WORK REQUIRED. Please set down, word for word, the line that contains "Example prompt: thick smoke" and every line after it to the end of the entries below, omitting the pictures.

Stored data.
>>>>>

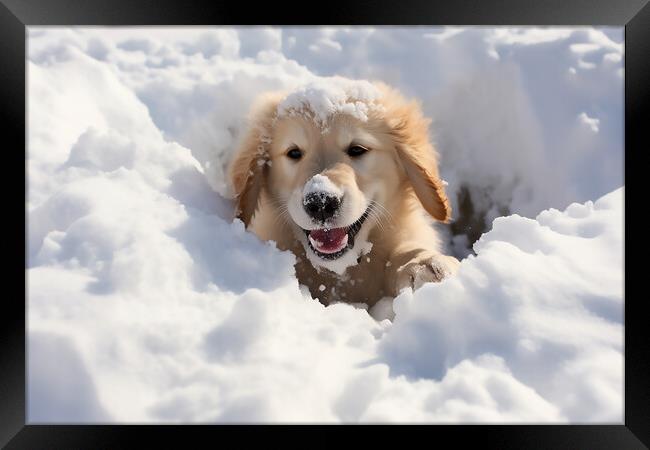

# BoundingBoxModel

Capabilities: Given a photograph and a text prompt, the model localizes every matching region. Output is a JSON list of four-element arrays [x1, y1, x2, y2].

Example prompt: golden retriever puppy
[[228, 78, 459, 307]]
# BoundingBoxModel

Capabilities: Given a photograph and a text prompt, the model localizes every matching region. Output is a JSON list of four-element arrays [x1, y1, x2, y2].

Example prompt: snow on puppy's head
[[277, 77, 383, 130]]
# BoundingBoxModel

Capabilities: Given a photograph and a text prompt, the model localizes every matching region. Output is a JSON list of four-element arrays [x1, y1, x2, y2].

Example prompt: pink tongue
[[309, 228, 348, 253]]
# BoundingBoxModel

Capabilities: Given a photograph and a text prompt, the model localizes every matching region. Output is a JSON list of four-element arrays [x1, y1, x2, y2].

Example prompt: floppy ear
[[379, 85, 451, 222], [229, 93, 283, 227], [397, 144, 451, 222]]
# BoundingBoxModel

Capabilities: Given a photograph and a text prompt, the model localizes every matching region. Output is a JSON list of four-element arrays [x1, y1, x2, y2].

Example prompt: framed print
[[3, 0, 648, 447]]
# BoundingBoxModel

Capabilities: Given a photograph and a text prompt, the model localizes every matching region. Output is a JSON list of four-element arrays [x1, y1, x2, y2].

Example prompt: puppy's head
[[229, 79, 450, 274]]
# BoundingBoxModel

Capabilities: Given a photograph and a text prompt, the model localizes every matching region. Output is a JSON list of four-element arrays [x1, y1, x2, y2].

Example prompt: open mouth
[[302, 209, 370, 260]]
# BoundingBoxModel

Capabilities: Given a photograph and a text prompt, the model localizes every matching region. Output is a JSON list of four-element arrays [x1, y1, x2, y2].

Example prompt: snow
[[27, 26, 623, 423], [277, 77, 382, 128], [381, 188, 623, 422], [302, 174, 344, 200]]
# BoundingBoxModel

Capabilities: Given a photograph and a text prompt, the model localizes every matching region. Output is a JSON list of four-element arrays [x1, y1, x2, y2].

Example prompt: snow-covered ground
[[27, 27, 624, 423]]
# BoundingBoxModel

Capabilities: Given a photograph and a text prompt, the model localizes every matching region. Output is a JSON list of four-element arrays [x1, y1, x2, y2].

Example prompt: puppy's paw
[[395, 254, 460, 293]]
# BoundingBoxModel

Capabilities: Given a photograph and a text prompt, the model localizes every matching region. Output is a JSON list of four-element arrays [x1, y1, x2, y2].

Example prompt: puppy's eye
[[286, 148, 303, 160], [346, 145, 369, 158]]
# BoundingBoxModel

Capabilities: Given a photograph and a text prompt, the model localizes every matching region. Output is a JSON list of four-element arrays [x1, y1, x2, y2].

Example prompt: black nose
[[304, 192, 341, 222]]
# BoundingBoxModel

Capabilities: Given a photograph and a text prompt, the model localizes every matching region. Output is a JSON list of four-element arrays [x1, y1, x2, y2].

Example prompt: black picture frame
[[4, 0, 647, 447]]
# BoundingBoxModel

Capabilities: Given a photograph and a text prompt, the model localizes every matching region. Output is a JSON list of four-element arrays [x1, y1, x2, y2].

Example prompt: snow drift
[[27, 27, 623, 423]]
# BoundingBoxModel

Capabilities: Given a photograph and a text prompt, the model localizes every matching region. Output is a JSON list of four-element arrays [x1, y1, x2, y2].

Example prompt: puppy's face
[[230, 82, 452, 276], [266, 114, 402, 273]]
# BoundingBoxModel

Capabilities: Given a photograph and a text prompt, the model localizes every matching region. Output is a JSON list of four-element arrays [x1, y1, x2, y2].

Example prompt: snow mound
[[380, 188, 623, 422], [27, 27, 623, 423]]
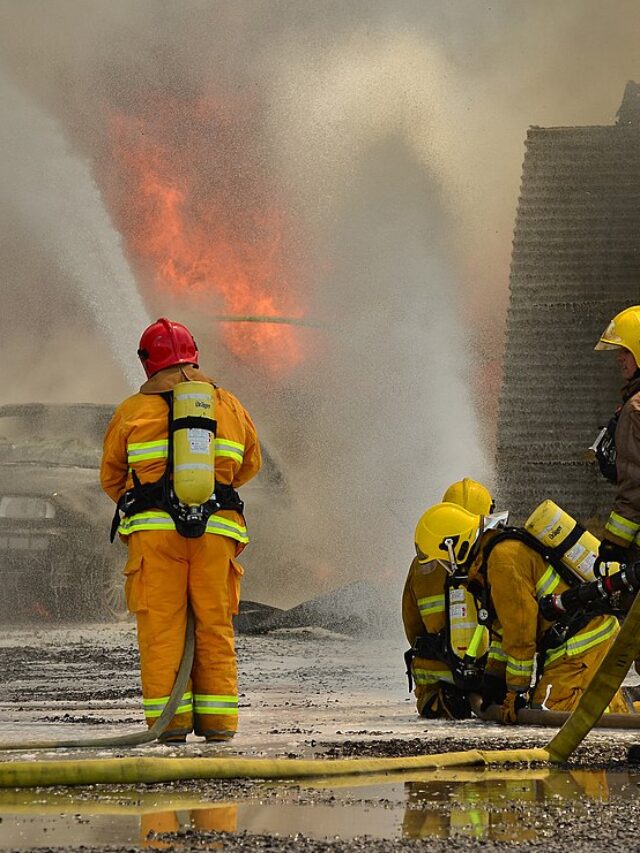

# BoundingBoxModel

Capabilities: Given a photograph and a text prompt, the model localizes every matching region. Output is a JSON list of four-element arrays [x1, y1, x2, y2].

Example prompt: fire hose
[[1, 594, 640, 787], [0, 609, 195, 751]]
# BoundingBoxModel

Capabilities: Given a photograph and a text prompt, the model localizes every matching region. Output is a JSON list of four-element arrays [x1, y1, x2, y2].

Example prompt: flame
[[103, 97, 308, 376]]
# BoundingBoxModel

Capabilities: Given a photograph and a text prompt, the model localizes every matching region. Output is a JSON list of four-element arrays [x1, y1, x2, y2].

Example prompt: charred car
[[0, 403, 285, 623], [0, 403, 121, 621]]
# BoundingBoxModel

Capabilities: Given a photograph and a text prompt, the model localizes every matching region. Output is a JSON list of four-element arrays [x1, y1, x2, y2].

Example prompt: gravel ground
[[2, 621, 640, 851]]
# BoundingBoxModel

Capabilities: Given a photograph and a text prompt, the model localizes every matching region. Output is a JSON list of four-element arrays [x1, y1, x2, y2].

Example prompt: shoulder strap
[[480, 527, 579, 589]]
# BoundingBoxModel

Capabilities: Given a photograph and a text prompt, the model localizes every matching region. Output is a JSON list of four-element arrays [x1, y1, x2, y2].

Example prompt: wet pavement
[[2, 621, 640, 851]]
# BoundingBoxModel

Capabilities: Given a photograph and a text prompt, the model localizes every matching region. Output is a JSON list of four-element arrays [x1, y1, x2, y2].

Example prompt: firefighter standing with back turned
[[101, 318, 261, 744]]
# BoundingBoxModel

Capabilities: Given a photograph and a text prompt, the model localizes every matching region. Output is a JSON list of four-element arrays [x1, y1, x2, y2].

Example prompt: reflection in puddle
[[0, 768, 637, 846], [402, 768, 625, 843]]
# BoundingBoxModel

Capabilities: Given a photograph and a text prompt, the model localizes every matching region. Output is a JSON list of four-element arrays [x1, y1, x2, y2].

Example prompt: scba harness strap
[[110, 392, 244, 542], [474, 528, 596, 682]]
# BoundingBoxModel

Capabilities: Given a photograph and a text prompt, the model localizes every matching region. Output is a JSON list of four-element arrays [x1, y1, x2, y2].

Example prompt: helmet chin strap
[[443, 538, 458, 576]]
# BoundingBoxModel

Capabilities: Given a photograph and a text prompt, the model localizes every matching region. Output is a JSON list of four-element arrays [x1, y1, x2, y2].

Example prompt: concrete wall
[[496, 94, 640, 523]]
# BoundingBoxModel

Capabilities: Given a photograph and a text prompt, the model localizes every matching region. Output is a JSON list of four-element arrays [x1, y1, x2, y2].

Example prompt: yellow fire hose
[[547, 589, 640, 761], [0, 595, 639, 787]]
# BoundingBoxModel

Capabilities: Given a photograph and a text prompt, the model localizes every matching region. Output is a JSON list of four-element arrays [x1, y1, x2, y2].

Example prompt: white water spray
[[0, 80, 148, 389]]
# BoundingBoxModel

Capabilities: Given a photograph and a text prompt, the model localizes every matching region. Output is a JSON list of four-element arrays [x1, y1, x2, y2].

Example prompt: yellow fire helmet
[[414, 502, 482, 572], [595, 305, 640, 366], [442, 478, 494, 516]]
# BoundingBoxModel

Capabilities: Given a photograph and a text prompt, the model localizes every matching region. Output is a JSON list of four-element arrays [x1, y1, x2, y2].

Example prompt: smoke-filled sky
[[0, 0, 639, 603]]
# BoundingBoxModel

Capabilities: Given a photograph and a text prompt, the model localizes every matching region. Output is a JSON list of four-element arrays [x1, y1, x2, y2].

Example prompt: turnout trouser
[[123, 529, 243, 740]]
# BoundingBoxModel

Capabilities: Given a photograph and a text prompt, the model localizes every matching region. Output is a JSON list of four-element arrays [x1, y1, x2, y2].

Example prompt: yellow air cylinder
[[172, 381, 216, 507], [448, 586, 489, 660], [524, 499, 602, 583]]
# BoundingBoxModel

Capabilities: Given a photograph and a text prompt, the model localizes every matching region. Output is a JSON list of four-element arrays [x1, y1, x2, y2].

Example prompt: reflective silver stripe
[[206, 517, 249, 543], [194, 695, 238, 715], [143, 692, 193, 718], [537, 508, 563, 541], [174, 463, 214, 472], [174, 393, 211, 401], [119, 511, 249, 543], [544, 617, 618, 666], [487, 644, 506, 662], [566, 616, 618, 656], [605, 512, 640, 542], [506, 657, 534, 676], [127, 441, 169, 462], [412, 667, 454, 685], [215, 439, 244, 462], [455, 621, 480, 631], [119, 514, 176, 533], [417, 594, 445, 614]]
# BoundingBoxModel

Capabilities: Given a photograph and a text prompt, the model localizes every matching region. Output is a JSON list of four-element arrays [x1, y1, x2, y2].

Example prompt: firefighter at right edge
[[101, 319, 261, 743], [594, 306, 640, 568]]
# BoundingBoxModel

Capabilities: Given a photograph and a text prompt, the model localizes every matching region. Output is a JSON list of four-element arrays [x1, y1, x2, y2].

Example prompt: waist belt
[[404, 632, 484, 693], [111, 472, 244, 542]]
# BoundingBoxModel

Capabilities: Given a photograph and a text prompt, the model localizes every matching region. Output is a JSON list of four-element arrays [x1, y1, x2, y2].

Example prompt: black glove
[[595, 538, 629, 577], [481, 673, 507, 712]]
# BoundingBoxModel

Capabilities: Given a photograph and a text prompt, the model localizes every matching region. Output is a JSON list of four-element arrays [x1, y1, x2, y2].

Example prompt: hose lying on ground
[[471, 695, 640, 729], [0, 609, 195, 751], [1, 595, 639, 787], [0, 747, 552, 788]]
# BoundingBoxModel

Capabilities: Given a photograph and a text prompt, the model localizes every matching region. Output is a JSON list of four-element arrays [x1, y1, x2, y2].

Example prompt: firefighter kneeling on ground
[[402, 478, 495, 719], [410, 502, 628, 723], [101, 318, 261, 744]]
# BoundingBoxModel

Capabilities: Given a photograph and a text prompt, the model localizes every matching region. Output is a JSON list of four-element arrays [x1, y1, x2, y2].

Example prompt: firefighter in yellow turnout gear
[[594, 306, 640, 567], [101, 319, 261, 743], [402, 479, 494, 718], [414, 502, 627, 722]]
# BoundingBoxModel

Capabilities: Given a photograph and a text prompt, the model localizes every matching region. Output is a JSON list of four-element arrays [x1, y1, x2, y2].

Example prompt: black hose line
[[540, 562, 640, 621]]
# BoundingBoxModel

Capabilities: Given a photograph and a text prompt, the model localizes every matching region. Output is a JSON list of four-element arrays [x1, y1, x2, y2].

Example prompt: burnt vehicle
[[0, 403, 286, 623], [0, 403, 121, 621]]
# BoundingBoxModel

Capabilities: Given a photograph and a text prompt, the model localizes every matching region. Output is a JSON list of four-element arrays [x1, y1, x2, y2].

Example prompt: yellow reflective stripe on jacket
[[119, 511, 249, 544], [545, 616, 619, 667], [214, 438, 244, 463], [605, 511, 640, 543], [127, 440, 169, 463], [487, 643, 507, 664], [205, 515, 249, 543], [536, 564, 561, 600], [412, 666, 454, 686], [193, 693, 238, 715], [142, 691, 193, 718], [127, 438, 244, 465], [119, 511, 176, 533], [506, 655, 535, 682], [417, 594, 445, 615]]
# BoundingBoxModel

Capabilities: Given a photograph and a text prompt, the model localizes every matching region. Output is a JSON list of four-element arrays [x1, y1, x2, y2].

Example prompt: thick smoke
[[0, 1, 638, 605]]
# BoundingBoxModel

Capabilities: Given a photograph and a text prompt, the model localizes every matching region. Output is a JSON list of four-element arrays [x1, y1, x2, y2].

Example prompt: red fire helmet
[[137, 318, 199, 378]]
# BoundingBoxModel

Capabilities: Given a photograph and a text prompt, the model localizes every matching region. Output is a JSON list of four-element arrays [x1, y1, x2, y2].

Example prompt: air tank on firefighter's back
[[172, 381, 216, 507], [525, 499, 618, 583]]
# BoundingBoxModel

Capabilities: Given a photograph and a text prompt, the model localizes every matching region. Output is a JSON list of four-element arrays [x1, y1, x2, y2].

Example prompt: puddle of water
[[0, 768, 638, 847]]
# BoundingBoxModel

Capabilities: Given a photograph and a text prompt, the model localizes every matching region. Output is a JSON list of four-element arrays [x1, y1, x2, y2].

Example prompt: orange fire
[[103, 97, 308, 376]]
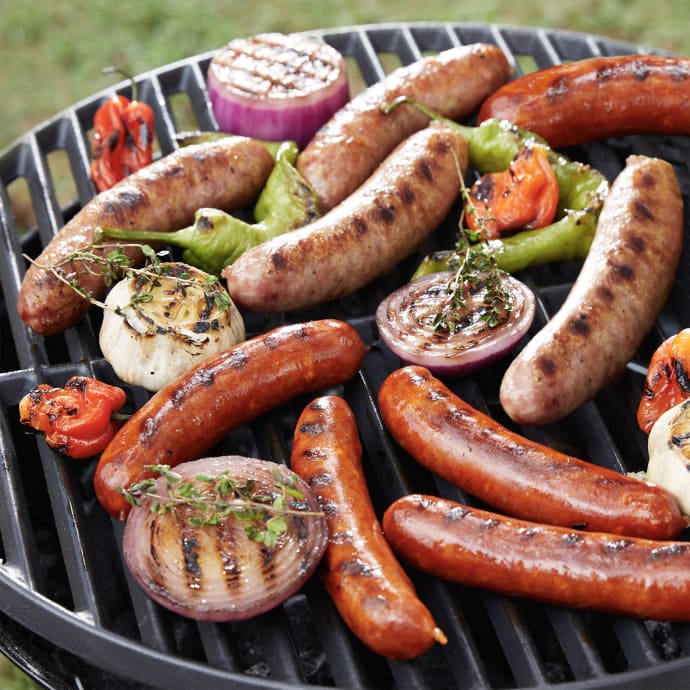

<<<<<

RESULT.
Example prompt: thick smoke
[[0, 1, 638, 605]]
# BoundingBoxModel

Capabilities: Given a photograph and a text prompt, the model localizes every matching region. Output is a JSON list of four-element arrays [x1, y1, x2, y2].

Example prompt: red fire helmet
[[137, 318, 199, 378]]
# BoundingBoxModel

Capabilities: Given a photograph and a text prompt, the model localizes every matching region. Output is a JSON list of four-element arrays [x1, y1, x2, y2].

Example prompt: air tank on firefighter's back
[[172, 381, 216, 507], [525, 499, 618, 583]]
# BoundingBoxModel

Capabilities: Given a photograph and a text prompt, the model localizes every matching region. Output is a JSON list of four-element arrays [x1, y1, x2, y2].

Example prompt: puddle of water
[[0, 768, 638, 847]]
# BoundingBoxModel

Capabilities: Given a photograph and a text prompt, the model localizes every matching region. Output is a JSON list of four-element arrays [x1, y1, x2, y2].

Example prompt: orange fire
[[103, 97, 308, 376]]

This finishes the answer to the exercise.